情報の活用 =
1. 抜粋で、燃えさかるバーから「わたし」が救い出したのは誰ですか。
2. 抜粋の「しかしゴアゴアガールズは違う」で始まる段落を、主な事実を残して箇条書きにまとめてください。
3. 抜粋のうち「しかしゴアゴアガールズは違う」で始まり「を抜けて一点を目指している。」まで続く部分を、「メジャーアイドル」を「大手アイドル」に改めて示してください。

読解用抜粋 =
------------

しかしゴアゴアガールズは違う。彼女たちのウリは暴力だ。オタクな観客たちを馬鹿にするように暴力的なパフォーマンスを繰り広げ、客席にダイブして身体を好きに触らせる。しかしそれでも彼らの手の届かない高みにいる。虚偽的な女性アイドルのイメージを相対化することで、メジャーアイドルとは違う質のアイドルになっているわけである。
それは「わたしは宇宙の発生からの半ば永遠とも思われる一方通行な時間の果てに、現在のわたしの意識があり、それがいつか途切れた後も何億年もの時間が待ち構えていること、意識の命運がいつでも誰かに狙われているということを考えていた」と表現される。わたしはいつか死ぬ。それまで退屈な時間が続く。だからこそ他者とのギリギリの衝突が、限りなく死に近づくような刺激が欲しい。
男の口臭が溶けていった。心の目出し帽、心の目出し帽。今日の最高気温は三十五度らしい。このなまぬるさ、まるで血管の中を泳いでいるようだ。(中略)囚人服を模したワンピースの鎖をなびかせて客席に飛び込む瞬間。想像を超えて己の先を走る走馬灯、しかし本当に燃えている。(中略)絡みつく男らの腕に溺れてもみくちゃに泳がされるわたしをスポットライトが追うように、足元で瓶が割れコマの足りないアニメーションに似て赤い飛沫のひと雫の行く先が荒く弾けた。マジ死ね。全員キモいから死ね。(中略)様々な方向から「バハハ」という笑い声が炸裂した。一つの声が束になって背を押す。砂利道の上で飛び石から落ちると地獄行きだという小学生の頃の神話だ。(中略)男らなんてとっくにいないのは知っている。得体の知れない高揚感に導かれるままに、土曜日の夜、デリヘルの送迎車で埋まる道を抜けて一点を目指している。
(同)
ああいい文章だなと思う。詩的な文章というわけではない。生粋の小説家のものだ。小説家が現世の汚穢を相対化して書くとこうなる。誰にでも書けるわけではない。またこういう文章は若い作家でなければ不可能だろう。恐れを知らない。生硬だが魅力がある
「男らなんてとっくにいないのは知っている」とあるように、このあとわたしは新宿ゴールデン街のバーで灯油の入った瓶を投げつけ、プロデューサーの田村や以前寝たことのある男たちを焼き殺す。バーには無愛想な星島ミグもいたが彼女のライターで火をつけた。わたしが燃えさかるバーから救い出したのはミグだけだった。
「まだ電車ある?」
「は?」
「どっか行きたいしょ」
「死ね。行かねぇ。行ったとしてもお前と行かねぇ」
「最高の夏が来るじゃん」
夏の予感だけで終わらせたくない。わたしは知っている。最高の夏は、こういう風にしか始まらないって。何本も、そんな映画を見た!
「終電調べて」
「自分で調べろゴミ」
「iPhone、壊れたんだよ、水没で」
「はぁ? 死ねや」ミグは文句を言いながら乗り換えのアプリを見ている。
「どこにわたしを誘拐したいの」

------------

提示資料 =
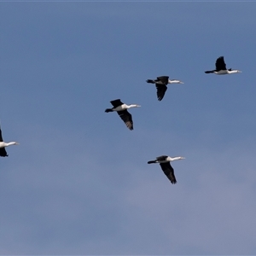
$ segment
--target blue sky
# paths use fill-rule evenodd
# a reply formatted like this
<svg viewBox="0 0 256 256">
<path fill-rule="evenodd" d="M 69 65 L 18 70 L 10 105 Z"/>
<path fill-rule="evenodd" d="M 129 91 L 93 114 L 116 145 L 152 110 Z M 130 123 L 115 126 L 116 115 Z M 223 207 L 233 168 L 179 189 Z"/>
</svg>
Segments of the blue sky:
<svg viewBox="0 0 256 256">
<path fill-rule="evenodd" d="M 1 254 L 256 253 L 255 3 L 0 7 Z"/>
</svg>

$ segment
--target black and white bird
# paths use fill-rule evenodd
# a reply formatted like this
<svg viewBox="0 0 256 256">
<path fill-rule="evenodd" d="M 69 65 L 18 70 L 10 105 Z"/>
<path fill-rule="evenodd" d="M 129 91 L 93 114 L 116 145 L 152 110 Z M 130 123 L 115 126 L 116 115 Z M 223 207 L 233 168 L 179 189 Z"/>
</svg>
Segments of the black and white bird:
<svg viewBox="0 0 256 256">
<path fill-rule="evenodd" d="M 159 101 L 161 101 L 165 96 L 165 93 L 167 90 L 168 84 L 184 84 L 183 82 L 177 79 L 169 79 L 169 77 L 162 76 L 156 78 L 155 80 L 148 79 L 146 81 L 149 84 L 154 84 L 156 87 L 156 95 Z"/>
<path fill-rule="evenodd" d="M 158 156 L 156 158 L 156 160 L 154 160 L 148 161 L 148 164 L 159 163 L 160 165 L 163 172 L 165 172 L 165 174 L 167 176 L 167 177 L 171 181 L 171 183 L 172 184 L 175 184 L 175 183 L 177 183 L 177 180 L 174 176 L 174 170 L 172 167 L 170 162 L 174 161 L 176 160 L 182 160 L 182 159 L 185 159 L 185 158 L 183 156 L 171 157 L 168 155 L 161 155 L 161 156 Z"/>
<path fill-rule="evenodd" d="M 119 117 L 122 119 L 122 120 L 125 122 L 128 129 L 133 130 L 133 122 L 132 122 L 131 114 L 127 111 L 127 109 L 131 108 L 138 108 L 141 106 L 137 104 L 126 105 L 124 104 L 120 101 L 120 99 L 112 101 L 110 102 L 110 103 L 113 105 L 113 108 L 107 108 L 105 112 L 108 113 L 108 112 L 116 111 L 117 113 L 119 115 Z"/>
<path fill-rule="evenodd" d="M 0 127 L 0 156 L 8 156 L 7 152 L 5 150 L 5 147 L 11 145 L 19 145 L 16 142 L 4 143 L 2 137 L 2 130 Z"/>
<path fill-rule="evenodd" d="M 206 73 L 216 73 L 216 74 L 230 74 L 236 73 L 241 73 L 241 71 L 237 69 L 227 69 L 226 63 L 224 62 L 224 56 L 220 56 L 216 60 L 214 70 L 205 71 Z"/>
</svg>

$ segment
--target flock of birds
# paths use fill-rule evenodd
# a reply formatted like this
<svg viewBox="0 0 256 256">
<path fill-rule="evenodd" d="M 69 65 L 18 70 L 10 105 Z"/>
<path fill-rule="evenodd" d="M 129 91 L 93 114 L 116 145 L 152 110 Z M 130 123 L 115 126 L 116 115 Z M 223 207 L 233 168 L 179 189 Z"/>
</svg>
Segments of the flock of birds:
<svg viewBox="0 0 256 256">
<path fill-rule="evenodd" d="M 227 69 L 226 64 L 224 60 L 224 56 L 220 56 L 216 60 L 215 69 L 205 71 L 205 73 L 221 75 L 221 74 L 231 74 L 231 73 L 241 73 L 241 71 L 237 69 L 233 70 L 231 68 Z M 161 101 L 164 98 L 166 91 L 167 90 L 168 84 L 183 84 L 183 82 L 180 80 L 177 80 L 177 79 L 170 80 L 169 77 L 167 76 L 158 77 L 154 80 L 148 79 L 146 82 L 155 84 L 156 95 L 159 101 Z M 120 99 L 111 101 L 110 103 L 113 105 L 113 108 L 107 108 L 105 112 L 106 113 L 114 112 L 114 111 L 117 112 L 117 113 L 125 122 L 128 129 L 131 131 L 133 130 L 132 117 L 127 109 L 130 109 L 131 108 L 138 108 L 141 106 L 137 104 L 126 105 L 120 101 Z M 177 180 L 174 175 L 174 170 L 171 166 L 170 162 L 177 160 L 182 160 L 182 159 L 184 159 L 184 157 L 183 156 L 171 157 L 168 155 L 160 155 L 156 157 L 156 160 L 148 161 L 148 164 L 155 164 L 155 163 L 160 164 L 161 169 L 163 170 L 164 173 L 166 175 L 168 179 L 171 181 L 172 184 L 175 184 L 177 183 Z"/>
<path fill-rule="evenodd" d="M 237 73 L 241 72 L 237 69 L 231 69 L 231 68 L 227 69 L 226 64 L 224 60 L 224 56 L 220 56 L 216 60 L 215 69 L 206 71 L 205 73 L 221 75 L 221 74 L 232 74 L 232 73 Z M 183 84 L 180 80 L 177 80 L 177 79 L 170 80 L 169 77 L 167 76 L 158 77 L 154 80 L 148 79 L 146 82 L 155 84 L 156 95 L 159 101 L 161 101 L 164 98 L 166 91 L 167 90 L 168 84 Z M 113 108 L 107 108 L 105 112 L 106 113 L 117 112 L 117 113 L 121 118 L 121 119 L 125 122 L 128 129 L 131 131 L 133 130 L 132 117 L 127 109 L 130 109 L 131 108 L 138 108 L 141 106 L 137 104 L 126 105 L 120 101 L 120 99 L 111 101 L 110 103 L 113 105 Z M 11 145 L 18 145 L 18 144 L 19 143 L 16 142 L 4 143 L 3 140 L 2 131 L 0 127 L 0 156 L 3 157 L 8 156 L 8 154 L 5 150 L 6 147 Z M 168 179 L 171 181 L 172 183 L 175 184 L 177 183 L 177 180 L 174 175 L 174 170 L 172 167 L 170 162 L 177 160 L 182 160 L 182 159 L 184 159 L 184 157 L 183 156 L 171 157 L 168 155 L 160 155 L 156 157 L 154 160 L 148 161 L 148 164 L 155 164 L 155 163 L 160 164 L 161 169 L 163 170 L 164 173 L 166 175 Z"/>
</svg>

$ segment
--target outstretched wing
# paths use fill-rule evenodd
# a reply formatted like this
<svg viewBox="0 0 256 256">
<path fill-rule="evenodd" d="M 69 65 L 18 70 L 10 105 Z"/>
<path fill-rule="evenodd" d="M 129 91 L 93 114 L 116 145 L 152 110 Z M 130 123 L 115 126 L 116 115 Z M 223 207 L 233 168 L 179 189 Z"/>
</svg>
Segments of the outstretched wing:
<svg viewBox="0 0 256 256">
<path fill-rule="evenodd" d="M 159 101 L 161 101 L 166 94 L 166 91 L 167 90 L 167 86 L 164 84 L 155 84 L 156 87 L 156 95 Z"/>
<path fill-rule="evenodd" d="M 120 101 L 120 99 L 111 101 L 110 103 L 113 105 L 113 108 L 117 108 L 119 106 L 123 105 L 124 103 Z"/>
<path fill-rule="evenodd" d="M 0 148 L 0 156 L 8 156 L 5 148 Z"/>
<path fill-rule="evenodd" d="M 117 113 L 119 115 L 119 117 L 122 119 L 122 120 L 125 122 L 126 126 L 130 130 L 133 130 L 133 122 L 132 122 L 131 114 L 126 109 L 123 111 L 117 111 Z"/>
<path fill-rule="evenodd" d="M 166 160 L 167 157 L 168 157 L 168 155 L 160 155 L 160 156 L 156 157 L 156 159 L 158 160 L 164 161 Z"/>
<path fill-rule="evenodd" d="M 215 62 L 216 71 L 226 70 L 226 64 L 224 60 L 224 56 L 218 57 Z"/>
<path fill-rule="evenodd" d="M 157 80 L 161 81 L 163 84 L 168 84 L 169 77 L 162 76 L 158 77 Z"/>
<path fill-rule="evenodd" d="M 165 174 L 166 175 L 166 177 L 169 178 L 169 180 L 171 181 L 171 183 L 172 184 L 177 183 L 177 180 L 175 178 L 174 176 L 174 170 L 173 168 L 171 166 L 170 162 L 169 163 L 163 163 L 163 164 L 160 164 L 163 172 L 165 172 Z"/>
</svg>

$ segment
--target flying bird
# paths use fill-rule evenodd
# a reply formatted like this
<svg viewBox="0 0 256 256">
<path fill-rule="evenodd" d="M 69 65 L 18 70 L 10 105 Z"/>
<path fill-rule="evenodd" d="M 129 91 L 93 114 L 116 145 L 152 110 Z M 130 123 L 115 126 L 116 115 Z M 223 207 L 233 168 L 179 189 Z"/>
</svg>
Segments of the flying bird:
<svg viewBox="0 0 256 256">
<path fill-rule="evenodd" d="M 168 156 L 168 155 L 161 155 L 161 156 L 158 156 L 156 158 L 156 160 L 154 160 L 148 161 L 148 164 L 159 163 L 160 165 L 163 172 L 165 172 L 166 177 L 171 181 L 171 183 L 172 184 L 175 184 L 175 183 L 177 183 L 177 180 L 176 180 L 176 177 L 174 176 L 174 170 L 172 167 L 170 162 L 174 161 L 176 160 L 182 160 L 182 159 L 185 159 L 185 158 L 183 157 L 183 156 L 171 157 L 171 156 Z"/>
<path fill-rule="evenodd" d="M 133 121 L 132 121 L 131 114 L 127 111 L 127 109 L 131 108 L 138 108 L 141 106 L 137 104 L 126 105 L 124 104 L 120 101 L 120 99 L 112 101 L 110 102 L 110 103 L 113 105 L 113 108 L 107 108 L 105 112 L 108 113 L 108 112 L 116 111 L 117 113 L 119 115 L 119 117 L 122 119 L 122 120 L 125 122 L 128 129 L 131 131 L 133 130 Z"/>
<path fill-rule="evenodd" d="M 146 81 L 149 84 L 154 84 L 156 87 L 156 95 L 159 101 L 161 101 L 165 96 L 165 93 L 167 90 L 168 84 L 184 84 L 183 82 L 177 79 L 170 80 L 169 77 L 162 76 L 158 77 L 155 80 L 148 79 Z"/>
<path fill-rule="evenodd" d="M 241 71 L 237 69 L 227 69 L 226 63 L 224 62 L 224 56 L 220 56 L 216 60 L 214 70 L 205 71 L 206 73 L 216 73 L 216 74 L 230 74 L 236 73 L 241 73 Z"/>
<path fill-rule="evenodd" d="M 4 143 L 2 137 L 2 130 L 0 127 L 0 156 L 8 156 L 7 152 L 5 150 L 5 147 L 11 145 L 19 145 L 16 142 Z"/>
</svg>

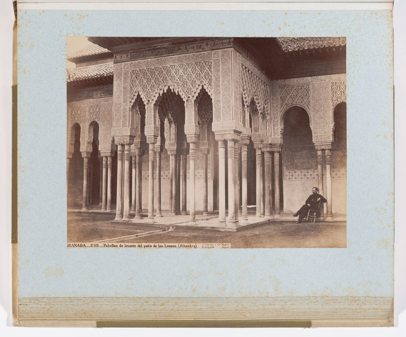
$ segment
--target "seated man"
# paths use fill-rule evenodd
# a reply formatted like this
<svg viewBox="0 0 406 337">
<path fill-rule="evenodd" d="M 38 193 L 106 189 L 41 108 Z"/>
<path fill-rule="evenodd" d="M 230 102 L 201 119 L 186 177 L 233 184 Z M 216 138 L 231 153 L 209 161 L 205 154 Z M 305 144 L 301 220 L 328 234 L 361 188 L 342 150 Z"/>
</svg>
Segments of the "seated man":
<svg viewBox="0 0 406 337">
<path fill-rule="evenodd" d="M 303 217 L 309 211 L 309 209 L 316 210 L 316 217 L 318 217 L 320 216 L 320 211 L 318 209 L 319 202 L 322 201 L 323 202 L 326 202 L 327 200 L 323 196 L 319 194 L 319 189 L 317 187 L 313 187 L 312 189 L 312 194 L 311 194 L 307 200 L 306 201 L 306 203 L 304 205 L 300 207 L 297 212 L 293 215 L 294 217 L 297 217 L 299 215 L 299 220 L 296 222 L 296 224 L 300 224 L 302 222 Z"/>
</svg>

------------

解答例 =
1. 星島ミグだけです。

2.
- ゴアゴアガールズのウリは暴力である。
- オタクな観客を馬鹿にするような暴力的なパフォーマンスを繰り広げ、客席にダイブして身体を好きに触らせる。
- それでも観客の手の届かない高みにいる。
- 虚偽的な女性アイドルのイメージを相対化し、メジャーアイドルとは違う質のアイドルになっている。

3.
しかしゴアゴアガールズは違う。彼女たちのウリは暴力だ。オタクな観客たちを馬鹿にするように暴力的なパフォーマンスを繰り広げ、客席にダイブして身体を好きに触らせる。しかしそれでも彼らの手の届かない高みにいる。虚偽的な女性アイドルのイメージを相対化することで、大手アイドルとは違う質のアイドルになっているわけである。
それは「わたしは宇宙の発生からの半ば永遠とも思われる一方通行な時間の果てに、現在のわたしの意識があり、それがいつか途切れた後も何億年もの時間が待ち構えていること、意識の命運がいつでも誰かに狙われているということを考えていた」と表現される。わたしはいつか死ぬ。それまで退屈な時間が続く。だからこそ他者とのギリギリの衝突が、限りなく死に近づくような刺激が欲しい。
男の口臭が溶けていった。心の目出し帽、心の目出し帽。今日の最高気温は三十五度らしい。このなまぬるさ、まるで血管の中を泳いでいるようだ。(中略)囚人服を模したワンピースの鎖をなびかせて客席に飛び込む瞬間。想像を超えて己の先を走る走馬灯、しかし本当に燃えている。(中略)絡みつく男らの腕に溺れてもみくちゃに泳がされるわたしをスポットライトが追うように、足元で瓶が割れコマの足りないアニメーションに似て赤い飛沫のひと雫の行く先が荒く弾けた。マジ死ね。全員キモいから死ね。(中略)様々な方向から「バハハ」という笑い声が炸裂した。一つの声が束になって背を押す。砂利道の上で飛び石から落ちると地獄行きだという小学生の頃の神話だ。(中略)男らなんてとっくにいないのは知っている。得体の知れない高揚感に導かれるままに、土曜日の夜、デリヘルの送迎車で埋まる道を抜けて一点を目指している。